**SOAL**
Berapa banyak baris dalam daftar di bawah ini yang memuat kata "arched"? Sebutkan angkanya saja.

**DATA UNTUK DIOLAH**
__________

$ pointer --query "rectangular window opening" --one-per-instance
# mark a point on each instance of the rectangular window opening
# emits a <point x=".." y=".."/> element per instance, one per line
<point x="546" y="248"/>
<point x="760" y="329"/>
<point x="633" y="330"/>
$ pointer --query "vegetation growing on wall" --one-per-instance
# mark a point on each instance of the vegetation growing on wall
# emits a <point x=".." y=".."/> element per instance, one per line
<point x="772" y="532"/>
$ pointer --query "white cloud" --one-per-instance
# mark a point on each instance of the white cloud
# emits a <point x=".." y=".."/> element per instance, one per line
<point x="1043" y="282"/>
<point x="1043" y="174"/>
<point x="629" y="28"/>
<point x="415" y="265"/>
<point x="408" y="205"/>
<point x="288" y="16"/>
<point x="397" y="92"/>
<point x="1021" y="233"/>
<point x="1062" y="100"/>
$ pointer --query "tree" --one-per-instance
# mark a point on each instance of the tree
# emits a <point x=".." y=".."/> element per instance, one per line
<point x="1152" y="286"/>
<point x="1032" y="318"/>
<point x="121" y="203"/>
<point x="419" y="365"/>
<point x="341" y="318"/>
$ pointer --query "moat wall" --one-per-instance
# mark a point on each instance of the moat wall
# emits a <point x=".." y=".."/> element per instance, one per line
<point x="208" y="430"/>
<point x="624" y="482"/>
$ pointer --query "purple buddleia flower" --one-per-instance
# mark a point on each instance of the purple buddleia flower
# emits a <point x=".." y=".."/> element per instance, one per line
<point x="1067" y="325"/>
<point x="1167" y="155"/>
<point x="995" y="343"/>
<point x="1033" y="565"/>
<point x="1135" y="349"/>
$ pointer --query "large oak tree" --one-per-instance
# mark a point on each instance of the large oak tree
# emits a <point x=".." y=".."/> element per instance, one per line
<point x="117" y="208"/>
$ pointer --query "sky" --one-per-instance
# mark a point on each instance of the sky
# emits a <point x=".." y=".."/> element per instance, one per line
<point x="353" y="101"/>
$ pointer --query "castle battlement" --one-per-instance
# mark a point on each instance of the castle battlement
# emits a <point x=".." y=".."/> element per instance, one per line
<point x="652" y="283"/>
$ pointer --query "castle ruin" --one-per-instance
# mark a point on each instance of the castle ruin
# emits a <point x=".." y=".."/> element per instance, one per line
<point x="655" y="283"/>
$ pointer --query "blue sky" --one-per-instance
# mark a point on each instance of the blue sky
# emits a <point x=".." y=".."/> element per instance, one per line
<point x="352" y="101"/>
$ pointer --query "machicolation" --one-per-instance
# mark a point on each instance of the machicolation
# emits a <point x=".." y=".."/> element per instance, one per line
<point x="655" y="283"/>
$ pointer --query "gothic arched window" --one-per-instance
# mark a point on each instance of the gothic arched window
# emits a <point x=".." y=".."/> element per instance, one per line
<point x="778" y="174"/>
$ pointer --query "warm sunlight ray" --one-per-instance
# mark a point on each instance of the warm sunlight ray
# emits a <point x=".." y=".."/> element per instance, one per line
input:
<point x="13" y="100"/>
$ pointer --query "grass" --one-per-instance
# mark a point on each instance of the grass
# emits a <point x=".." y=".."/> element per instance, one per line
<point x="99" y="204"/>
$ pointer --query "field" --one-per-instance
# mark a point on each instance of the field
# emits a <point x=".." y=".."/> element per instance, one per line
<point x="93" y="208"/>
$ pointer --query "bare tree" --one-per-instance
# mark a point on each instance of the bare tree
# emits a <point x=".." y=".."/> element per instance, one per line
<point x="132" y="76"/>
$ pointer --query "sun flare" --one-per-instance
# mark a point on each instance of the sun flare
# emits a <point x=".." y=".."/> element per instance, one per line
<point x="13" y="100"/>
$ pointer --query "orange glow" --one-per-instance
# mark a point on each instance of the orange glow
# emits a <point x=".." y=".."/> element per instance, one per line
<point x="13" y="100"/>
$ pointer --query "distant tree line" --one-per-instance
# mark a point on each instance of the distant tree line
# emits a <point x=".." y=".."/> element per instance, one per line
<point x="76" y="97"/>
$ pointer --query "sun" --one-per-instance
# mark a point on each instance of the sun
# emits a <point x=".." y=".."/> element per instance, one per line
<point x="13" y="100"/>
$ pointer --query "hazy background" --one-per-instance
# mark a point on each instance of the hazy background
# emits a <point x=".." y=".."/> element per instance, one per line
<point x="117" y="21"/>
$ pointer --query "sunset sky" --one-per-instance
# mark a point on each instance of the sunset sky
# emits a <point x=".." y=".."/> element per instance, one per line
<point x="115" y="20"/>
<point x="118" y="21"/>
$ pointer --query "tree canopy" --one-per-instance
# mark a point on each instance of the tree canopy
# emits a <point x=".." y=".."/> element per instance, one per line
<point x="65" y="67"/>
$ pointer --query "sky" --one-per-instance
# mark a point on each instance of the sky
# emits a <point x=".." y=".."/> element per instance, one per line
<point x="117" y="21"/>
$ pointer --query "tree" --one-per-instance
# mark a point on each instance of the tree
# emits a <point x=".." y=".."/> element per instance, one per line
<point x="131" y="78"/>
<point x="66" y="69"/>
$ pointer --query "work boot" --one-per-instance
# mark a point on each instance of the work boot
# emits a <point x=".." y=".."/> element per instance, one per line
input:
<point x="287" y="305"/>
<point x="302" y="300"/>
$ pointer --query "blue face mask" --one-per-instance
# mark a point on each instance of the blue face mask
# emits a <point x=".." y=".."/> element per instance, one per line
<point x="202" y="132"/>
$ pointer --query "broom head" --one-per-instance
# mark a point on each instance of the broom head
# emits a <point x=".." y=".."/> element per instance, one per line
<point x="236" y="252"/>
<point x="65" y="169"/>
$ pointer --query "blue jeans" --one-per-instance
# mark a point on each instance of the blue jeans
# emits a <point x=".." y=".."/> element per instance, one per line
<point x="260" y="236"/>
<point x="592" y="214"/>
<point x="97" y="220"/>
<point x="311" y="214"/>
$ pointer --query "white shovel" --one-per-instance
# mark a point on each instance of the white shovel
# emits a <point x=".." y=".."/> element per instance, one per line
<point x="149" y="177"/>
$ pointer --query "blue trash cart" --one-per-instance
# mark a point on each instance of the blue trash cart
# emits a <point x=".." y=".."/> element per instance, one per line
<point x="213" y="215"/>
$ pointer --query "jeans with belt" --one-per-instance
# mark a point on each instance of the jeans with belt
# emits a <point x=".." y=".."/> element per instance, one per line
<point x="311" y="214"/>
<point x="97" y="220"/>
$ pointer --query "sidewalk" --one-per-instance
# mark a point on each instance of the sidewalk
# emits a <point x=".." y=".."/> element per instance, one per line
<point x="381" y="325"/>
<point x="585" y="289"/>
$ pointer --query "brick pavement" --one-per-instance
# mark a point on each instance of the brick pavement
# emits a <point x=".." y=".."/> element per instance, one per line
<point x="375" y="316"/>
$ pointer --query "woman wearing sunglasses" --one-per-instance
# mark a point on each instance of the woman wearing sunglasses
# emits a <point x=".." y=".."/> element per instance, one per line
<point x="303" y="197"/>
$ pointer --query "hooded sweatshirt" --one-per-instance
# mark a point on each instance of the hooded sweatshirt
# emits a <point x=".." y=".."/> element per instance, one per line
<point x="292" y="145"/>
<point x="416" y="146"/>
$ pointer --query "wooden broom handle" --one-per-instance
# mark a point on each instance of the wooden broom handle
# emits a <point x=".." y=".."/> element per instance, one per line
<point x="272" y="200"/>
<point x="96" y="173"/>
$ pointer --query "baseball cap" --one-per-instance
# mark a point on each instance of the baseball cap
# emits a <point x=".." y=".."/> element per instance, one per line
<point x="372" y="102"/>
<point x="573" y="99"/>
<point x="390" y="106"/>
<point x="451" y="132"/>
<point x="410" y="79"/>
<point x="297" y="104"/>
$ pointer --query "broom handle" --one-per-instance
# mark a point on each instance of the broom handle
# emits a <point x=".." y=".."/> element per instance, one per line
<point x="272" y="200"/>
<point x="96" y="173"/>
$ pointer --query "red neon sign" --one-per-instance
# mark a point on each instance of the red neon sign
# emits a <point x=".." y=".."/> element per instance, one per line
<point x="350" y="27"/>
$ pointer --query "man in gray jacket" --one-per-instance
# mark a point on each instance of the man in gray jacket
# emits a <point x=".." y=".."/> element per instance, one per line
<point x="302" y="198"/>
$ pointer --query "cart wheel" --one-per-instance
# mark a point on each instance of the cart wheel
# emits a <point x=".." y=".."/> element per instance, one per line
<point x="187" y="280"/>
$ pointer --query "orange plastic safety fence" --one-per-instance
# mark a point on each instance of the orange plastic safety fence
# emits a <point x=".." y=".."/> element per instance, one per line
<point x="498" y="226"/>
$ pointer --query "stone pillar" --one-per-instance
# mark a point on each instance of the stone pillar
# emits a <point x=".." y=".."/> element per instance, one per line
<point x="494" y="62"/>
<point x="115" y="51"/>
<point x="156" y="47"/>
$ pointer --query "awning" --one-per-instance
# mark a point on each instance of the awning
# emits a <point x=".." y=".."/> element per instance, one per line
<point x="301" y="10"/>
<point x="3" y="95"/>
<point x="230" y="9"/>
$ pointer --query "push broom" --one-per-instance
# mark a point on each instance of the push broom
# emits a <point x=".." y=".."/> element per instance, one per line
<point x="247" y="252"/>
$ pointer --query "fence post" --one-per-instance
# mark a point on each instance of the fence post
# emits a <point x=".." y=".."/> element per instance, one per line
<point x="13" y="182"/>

__________

**PENYELESAIAN LENGKAP**
2